▶ Supplied passage
I'll disagree with the article that the SALT change "almost exclusively" helps high-income earners, but the article didn't define the term "high-income earner". I think it would affect a lot of middle income earners in a state like NJ where they have huge property taxes which is part of SALT.

My question was if this late change to the SALT deduction were not included in the BBB bill, then would the CBO have found the bill revenue neutral?
We're wandering far afield from the EV credits here but the SALT deduction is and has been a line item in BBB for quite some time and is accounted for in the scoring. The only thing that wasn't accounted for is the IRS revenue component. It wasn't a "late change" afaik but yes striking it would make the bill revenue neutral. There certainly may be some things negotiated out to make it neutral but the way I read how the next steps and procedural move to reconciliation works is that it time boxes this sort of discussion and debate and avoids another endless series of negotiations to ratify.

Source - Reconciliation 101
 
We're wandering far afield from the EV credits here but the SALT deduction is and has been a line item in BBB for quite some time and is accounted for in the scoring. The only thing that wasn't accounted for is the IRS revenue component. It wasn't a "late change" afaik but yes striking it would make the bill revenue neutral. There certainly may be some things negotiated out to make it neutral but the way I read how the next steps and procedural move to reconciliation works is that it time boxes this sort of discussion and debate and avoids another endless series of negotiations to ratify.

Source - Reconciliation 101
Yep, agree we are moving more off-topic, but I think this is the best 2022 EV tax credit thread I've seen anywhere. Lots of detailed info (not for everyone, though) and I like all the latest fast-changing updates!

Hate to bring up SALT again, but I don't see it was added to BBB until Nov 3rd (starting on page 1729), and I think it was changed even more recently. The Nov 3rd version changes it to about $72K instead of the more recent $80K and it only talked about married filing separate which makes no sense to me.

Sorry, back to the EV credit now. It sure would be great if a Tesla could get a full $12,500 tax credit, but I'm still concentrating on the $8K credit in the Nov 3rd revision. It would be nice, IMO, if EVs not made in the US would eventually get excluded. Fingers still crossed...
 
Yep, agree we are moving more off-topic, but I think this is the best 2022 EV tax credit thread I've seen anywhere. Lots of detailed info (not for everyone, though) and I like all the latest fast-changing updates!

Hate to bring up SALT again, but I don't see it was added to BBB until Nov 3rd (starting on page 1729), and I think it was changed even more recently. The Nov 3rd version changes it to about $72K instead of the more recent $80K and it only talked about married filing separate which makes no sense to me.

Sorry, back to the EV credit now. It sure would be great if a Tesla could get a full $12,500 tax credit, but I'm still concentrating on the $8K credit in the Nov 3rd revision. It would be nice, IMO, if EVs not made in the US would eventually get excluded. Fingers still crossed...
Yep you're right about SALT, it was added back in late in the process, I was incorrect.

▶ Brief A
Summarize the forum thread in two sentences.
▶ Brief B
According to the forum thread, on which page of the Nov 3rd version of BBB does the SALT provision start?
▶ Brief C
For each statement, say whether the forum thread agrees, and quote the words that decide it. (i) The Nov 3rd version puts the SALT figure at about $72K. (ii) The poster following the EV credit is focused on a $12,500 credit in the Nov 3rd revision. (iii) One poster says the IRS revenue component was not accounted for.

▶ Raw data
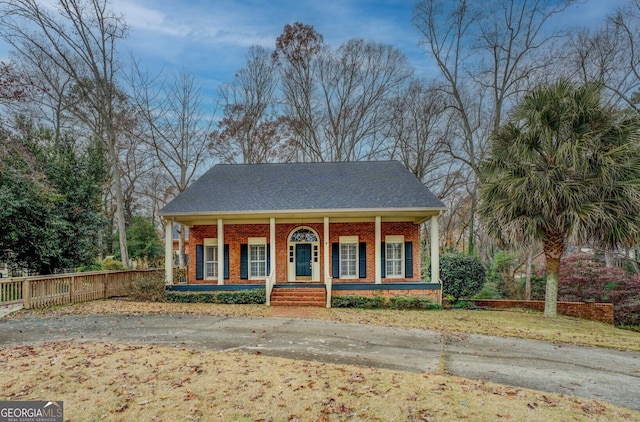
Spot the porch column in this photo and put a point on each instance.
(272, 246)
(168, 251)
(435, 250)
(327, 250)
(220, 251)
(378, 249)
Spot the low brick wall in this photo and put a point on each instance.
(432, 292)
(602, 312)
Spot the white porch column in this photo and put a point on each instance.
(168, 251)
(435, 250)
(220, 251)
(272, 246)
(327, 250)
(378, 249)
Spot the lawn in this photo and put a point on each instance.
(106, 381)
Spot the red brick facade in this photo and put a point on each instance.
(237, 234)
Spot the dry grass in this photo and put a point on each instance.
(99, 381)
(522, 324)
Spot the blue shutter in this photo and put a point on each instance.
(268, 260)
(383, 253)
(363, 260)
(408, 259)
(244, 262)
(199, 262)
(335, 260)
(226, 262)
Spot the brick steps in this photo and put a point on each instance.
(299, 296)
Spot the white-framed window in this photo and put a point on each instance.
(210, 258)
(394, 256)
(257, 257)
(348, 256)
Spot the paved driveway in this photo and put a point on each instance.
(601, 374)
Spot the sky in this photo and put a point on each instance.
(210, 38)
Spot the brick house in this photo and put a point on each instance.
(341, 228)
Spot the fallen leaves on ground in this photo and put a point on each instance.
(456, 323)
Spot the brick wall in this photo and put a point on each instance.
(602, 312)
(236, 234)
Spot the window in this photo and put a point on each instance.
(210, 258)
(348, 256)
(394, 246)
(257, 257)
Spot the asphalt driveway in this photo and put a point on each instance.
(600, 374)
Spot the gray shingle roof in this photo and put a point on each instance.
(303, 186)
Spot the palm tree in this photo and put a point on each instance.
(563, 165)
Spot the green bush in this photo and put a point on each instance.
(461, 275)
(361, 302)
(149, 288)
(184, 297)
(412, 303)
(378, 302)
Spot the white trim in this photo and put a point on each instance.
(249, 261)
(220, 251)
(291, 264)
(395, 238)
(272, 245)
(435, 250)
(210, 241)
(168, 252)
(327, 252)
(215, 261)
(433, 210)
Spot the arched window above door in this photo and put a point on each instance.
(303, 235)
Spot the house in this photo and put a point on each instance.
(345, 228)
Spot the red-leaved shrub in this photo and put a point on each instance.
(585, 280)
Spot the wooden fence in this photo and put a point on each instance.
(65, 289)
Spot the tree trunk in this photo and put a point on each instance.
(527, 284)
(553, 247)
(119, 197)
(608, 258)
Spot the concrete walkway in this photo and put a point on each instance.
(600, 374)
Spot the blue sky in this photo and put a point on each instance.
(210, 38)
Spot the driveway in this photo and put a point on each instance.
(600, 374)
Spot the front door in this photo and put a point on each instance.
(303, 261)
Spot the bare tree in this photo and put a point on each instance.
(609, 55)
(337, 102)
(419, 128)
(487, 54)
(79, 38)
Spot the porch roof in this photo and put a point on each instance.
(288, 189)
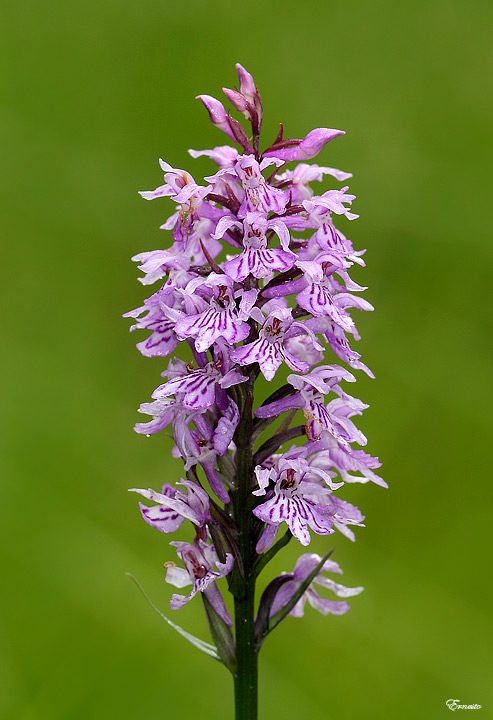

▶ Exercise output A
One poster disputes that the SALT change "almost exclusively" helps high-income earners and argues it would affect many middle-income earners in a high-property-tax state like NJ, while another replies that SALT had long been a line item in BBB and was accounted for in the scoring, though striking it would make the bill revenue neutral. The first poster then notes that SALT does not appear to have been added until the Nov 3rd version, and the other concedes that it was added back late in the process.

▶ Exercise output B
It starts on page 1729.

▶ Exercise output C
(i) Yes: "The Nov 3rd version changes it to about $72K instead of the more recent $80K"
(ii) No: "I'm still concentrating on the $8K credit in the Nov 3rd revision"
(iii) Yes: "The only thing that wasn't accounted for is the IRS revenue component."